* Begin Record excerpts *

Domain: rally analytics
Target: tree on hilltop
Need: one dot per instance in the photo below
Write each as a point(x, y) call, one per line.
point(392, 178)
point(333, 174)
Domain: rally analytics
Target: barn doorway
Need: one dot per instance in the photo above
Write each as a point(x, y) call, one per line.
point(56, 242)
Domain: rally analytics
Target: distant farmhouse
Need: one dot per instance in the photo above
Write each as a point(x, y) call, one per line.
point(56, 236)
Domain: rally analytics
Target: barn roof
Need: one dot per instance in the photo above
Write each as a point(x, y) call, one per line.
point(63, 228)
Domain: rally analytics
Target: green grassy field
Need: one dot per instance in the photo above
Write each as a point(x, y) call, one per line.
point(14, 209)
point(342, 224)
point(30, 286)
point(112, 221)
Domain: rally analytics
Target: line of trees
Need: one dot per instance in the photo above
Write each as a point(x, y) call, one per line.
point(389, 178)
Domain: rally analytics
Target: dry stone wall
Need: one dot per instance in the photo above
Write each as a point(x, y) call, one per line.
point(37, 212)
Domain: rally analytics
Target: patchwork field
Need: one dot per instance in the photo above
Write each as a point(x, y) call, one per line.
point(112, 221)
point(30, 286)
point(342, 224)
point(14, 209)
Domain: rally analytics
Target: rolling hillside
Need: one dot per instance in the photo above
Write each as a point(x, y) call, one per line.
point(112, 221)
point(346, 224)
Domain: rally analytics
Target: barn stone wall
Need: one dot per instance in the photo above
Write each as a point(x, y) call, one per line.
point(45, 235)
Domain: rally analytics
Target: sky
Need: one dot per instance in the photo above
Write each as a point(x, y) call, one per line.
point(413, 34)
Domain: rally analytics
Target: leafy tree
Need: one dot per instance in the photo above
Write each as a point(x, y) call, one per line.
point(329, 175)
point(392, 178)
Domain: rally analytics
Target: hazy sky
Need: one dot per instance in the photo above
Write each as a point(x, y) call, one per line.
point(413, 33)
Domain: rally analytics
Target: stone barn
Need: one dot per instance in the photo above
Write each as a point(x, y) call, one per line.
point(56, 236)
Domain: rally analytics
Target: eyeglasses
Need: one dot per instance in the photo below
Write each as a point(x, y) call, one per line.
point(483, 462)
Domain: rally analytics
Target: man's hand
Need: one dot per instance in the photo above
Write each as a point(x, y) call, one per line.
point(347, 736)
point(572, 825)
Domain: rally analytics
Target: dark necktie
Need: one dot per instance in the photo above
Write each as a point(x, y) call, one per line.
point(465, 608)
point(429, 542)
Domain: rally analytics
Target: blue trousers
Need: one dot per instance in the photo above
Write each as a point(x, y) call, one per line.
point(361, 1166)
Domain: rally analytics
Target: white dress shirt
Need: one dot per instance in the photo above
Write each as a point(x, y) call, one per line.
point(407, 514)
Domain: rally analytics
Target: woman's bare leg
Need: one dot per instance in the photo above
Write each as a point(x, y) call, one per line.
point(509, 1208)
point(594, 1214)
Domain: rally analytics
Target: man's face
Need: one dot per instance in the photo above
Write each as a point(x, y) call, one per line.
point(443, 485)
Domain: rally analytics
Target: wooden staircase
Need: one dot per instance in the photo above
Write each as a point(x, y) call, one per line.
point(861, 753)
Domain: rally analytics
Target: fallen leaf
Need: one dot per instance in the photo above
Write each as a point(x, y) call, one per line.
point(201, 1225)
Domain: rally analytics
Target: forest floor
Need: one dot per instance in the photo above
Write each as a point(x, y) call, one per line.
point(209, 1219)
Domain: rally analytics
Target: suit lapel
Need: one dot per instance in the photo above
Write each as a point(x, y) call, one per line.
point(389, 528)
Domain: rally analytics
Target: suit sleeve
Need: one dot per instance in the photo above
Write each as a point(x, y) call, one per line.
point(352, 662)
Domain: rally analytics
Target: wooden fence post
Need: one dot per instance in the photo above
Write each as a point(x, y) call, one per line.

* End Record excerpts *

*Task to complete*
Edit these lines so that every "rally analytics" becomes "terrain mapping", and leave everything else unchanged.

*Right answer*
Domain: terrain mapping
Target: tree on hilltop
Need: one dot per instance in the photo below
Write each as a point(x, y) call, one per line.
point(392, 178)
point(333, 174)
Domain: terrain mapping
Target: barn doorway
Need: one dot per instance in the photo above
Write each as a point(x, y) call, one per line.
point(56, 242)
Domain: terrain mapping
Target: distant farmhouse
Need: one dot per instance in the photo above
Write each as a point(x, y) call, one per line.
point(56, 236)
Domain: terrain mapping
Target: barn roof
Need: one dot per instance in the photo above
Write each as a point(x, y) call, one per line.
point(63, 228)
Domain: terrain mapping
Target: green grassy field
Need: one dot per instance in the photo above
Write each as a point(x, y) call, one per line.
point(14, 209)
point(342, 224)
point(30, 286)
point(112, 221)
Domain: terrain mapping
Target: line of trees
Need: one dot per instance in the photo above
Write each as a point(x, y) call, one per line.
point(389, 178)
Domain: terrain mapping
Target: dry stone wall
Need: one dot per instance in the photo above
Write each as a point(x, y) call, one per line.
point(37, 212)
Domain: terrain mapping
Target: patchwork field
Need: one dot per instance in the photo above
Write each as a point(x, y) call, one per line.
point(112, 221)
point(30, 286)
point(342, 224)
point(14, 209)
Domain: terrain mapping
Target: rolling hillside
Need: one dot per instance in the photo above
Write each as a point(x, y) call, one per line.
point(112, 221)
point(346, 224)
Domain: terrain mapping
Target: barn stone wall
Need: one dot per instance in the photo above
Write each as a point(x, y) call, one per line.
point(45, 235)
Domain: terrain mapping
Target: sky
Need: one dot per instance in the photo above
Write each as a point(x, y) call, one per line.
point(413, 34)
Domain: terrain mapping
Target: leafy tree
Need: one dot per instance in the photo above
Write each as a point(x, y) call, one per line.
point(329, 175)
point(392, 178)
Domain: terrain mapping
Target: hazy sky
Need: one dot per instance in the photo above
Write each as a point(x, y) call, one per line.
point(413, 33)
Domain: terrain mapping
Target: stone barn
Need: one dot per instance in the photo above
Write each as a point(x, y) call, one per line.
point(56, 236)
Domain: terrain mapping
Target: eyeglasses
Need: one dot per instance in the photo below
Write each as a point(x, y) call, one per line.
point(483, 462)
Domain: terrain mapping
Target: man's hand
Need: one dot per instance in the photo above
Write each as a point(x, y) call, one per line.
point(347, 736)
point(572, 825)
Domain: terrain mapping
Target: dark necktie
Need: one dot per instance in the photo above
Write each as a point(x, y) call, one per line.
point(465, 608)
point(429, 542)
Domain: terrain mapping
Target: blue trousers
Need: one dot per instance in the photo above
Write each as a point(x, y) call, one per line.
point(361, 1166)
Domain: terrain mapping
Target: white dress shirt
Need: one dot per instance in the photo above
Write each as a point(x, y) call, one per line.
point(407, 514)
Domain: terrain mapping
Target: woman's bare leg
Need: one dot per instance in the photo above
Write each as a point(x, y) call, one per line.
point(509, 1208)
point(594, 1214)
Domain: terrain mapping
Target: man's face
Need: one dot per instance in the photo above
Write each as a point(x, y) call, one per line.
point(443, 485)
Domain: terrain mapping
Target: wooden staircase
Need: one dot per instance in the photo above
Write each as a point(x, y) call, one per line.
point(861, 753)
Domain: terrain mapping
Target: fallen leaf
Need: one dot per instance in the photo above
Write each as a point(x, y) call, one per line.
point(201, 1225)
Domain: terrain mapping
Target: forest floor
Need: one dot per instance in the photo above
Write each as a point(x, y) call, one per line.
point(209, 1219)
Domain: terrain mapping
Target: suit lapel
Need: one dot per instance in the photo above
Write each as a point(x, y) call, one per line.
point(389, 528)
Domain: terrain mapping
Target: suit sleeve
Need: one dot per instance in the photo above
Write each as a point(x, y) call, one per line.
point(352, 662)
Domain: terrain mapping
Target: wooden fence post
Need: one dot per instance in the photo above
Write each as a point(x, y) call, one per line.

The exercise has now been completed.